Return every line in the items below that contains the word "sandy", copying each one in full.
### EXTRACTED INFORMATION
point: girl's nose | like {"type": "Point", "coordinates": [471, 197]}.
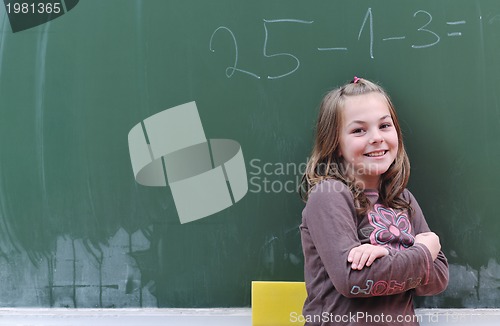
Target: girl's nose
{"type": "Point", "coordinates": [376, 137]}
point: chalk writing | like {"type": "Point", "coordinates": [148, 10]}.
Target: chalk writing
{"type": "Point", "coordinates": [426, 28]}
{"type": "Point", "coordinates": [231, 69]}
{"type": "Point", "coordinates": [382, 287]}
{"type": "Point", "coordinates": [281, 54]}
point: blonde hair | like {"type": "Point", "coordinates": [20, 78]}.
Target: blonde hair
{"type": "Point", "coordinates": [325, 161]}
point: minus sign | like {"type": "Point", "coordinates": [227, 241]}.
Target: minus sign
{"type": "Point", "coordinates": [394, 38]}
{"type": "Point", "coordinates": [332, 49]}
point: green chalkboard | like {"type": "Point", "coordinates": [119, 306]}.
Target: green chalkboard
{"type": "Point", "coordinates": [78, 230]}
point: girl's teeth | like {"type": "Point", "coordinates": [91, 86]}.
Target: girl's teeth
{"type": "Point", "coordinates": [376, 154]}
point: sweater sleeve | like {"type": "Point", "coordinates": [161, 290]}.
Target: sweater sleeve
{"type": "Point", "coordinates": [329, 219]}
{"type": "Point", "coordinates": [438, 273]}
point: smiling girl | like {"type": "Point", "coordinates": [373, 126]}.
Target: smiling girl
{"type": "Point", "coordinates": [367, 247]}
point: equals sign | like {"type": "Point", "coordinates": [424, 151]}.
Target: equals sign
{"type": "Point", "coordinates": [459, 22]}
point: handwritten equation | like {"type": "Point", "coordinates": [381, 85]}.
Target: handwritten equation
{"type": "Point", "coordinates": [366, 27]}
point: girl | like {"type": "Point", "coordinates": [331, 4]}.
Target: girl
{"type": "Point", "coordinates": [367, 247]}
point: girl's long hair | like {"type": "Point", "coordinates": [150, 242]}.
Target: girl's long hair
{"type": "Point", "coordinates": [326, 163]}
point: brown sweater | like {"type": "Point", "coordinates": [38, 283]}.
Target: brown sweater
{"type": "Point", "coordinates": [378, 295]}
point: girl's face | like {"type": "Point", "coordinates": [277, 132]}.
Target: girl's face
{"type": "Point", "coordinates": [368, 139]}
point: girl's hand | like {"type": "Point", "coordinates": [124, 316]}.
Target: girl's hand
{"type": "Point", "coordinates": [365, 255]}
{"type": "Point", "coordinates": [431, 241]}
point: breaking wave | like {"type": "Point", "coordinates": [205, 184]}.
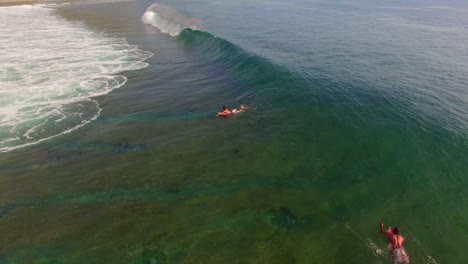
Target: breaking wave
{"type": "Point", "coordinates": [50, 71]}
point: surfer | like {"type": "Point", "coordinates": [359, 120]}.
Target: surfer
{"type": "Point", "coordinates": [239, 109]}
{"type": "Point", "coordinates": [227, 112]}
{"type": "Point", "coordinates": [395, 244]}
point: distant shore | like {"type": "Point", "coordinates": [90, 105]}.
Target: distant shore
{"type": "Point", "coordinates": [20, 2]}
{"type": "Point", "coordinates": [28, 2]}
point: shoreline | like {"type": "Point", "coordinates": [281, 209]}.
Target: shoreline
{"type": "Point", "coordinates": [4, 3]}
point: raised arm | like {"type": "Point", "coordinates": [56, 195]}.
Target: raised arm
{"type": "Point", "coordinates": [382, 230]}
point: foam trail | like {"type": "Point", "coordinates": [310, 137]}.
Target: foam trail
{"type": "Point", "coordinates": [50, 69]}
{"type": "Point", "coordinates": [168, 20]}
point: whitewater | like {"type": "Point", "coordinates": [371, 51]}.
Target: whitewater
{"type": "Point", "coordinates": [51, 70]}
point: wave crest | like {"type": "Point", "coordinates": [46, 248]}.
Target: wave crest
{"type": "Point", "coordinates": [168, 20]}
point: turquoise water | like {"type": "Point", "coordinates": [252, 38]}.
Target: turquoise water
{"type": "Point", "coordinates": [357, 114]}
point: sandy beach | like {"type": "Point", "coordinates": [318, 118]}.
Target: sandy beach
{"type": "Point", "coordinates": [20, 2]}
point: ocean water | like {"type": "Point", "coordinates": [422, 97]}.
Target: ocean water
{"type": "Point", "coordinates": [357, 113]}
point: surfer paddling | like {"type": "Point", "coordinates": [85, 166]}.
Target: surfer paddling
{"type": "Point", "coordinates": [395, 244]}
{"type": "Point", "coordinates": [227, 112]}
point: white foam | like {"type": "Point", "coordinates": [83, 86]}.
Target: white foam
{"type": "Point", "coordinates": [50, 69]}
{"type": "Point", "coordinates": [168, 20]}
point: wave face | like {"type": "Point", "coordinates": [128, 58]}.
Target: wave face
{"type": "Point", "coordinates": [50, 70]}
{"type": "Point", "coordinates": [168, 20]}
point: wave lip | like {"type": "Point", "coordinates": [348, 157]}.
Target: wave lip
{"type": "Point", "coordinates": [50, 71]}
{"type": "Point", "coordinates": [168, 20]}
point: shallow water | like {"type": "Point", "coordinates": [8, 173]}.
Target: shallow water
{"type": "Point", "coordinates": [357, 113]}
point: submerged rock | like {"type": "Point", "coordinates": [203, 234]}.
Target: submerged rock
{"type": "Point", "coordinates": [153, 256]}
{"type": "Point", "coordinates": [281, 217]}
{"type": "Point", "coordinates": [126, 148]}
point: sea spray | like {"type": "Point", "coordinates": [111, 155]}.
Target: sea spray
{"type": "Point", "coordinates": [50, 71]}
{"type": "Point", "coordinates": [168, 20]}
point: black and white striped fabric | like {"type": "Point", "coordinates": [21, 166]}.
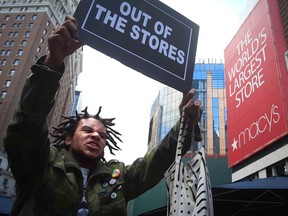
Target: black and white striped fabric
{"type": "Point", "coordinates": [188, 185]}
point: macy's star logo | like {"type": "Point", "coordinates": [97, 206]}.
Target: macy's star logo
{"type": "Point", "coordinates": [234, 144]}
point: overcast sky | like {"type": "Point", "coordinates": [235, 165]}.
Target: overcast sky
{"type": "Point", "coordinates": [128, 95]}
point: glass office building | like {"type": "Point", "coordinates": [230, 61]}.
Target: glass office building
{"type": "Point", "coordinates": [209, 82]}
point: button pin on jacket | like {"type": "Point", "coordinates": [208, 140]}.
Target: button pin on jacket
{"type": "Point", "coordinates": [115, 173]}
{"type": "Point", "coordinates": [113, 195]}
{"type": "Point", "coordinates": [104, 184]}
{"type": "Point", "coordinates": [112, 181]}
######
### EXTRACTED INFORMATION
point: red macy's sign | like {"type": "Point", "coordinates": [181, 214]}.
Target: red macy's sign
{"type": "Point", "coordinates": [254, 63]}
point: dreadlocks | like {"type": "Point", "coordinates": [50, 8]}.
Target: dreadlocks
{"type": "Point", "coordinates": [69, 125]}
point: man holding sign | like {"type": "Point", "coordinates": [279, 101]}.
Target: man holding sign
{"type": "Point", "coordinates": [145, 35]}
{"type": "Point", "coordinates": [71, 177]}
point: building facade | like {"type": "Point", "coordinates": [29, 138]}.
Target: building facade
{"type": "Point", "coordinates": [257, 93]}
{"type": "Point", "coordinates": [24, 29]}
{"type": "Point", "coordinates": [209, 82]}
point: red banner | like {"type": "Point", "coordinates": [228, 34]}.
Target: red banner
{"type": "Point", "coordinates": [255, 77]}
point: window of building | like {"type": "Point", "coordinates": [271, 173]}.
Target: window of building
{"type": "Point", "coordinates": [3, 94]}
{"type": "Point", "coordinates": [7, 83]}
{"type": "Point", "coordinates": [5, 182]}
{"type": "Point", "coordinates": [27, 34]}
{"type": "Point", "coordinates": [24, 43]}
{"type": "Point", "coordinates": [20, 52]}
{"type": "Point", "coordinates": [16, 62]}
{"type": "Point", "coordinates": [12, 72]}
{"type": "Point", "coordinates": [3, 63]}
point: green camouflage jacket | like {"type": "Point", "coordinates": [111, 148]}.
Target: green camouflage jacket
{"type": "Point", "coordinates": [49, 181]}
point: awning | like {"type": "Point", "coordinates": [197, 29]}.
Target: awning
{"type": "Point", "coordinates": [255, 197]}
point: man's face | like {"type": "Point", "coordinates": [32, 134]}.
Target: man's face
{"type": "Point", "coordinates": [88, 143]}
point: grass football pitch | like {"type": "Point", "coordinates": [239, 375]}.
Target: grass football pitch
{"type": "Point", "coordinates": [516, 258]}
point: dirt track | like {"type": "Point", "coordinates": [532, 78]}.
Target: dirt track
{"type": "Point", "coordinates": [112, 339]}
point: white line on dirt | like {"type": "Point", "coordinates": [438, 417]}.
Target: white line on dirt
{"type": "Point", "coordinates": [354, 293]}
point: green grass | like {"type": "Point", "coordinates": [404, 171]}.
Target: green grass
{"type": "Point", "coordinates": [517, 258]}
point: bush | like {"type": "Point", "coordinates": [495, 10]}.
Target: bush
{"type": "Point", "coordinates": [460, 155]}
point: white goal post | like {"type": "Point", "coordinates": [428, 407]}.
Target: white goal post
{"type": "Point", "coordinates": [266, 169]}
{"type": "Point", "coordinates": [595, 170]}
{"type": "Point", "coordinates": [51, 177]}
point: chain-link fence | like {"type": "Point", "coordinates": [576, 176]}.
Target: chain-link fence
######
__EXERCISE RESULT__:
point: sandy beach | like {"type": "Point", "coordinates": [318, 118]}.
Target: sandy beach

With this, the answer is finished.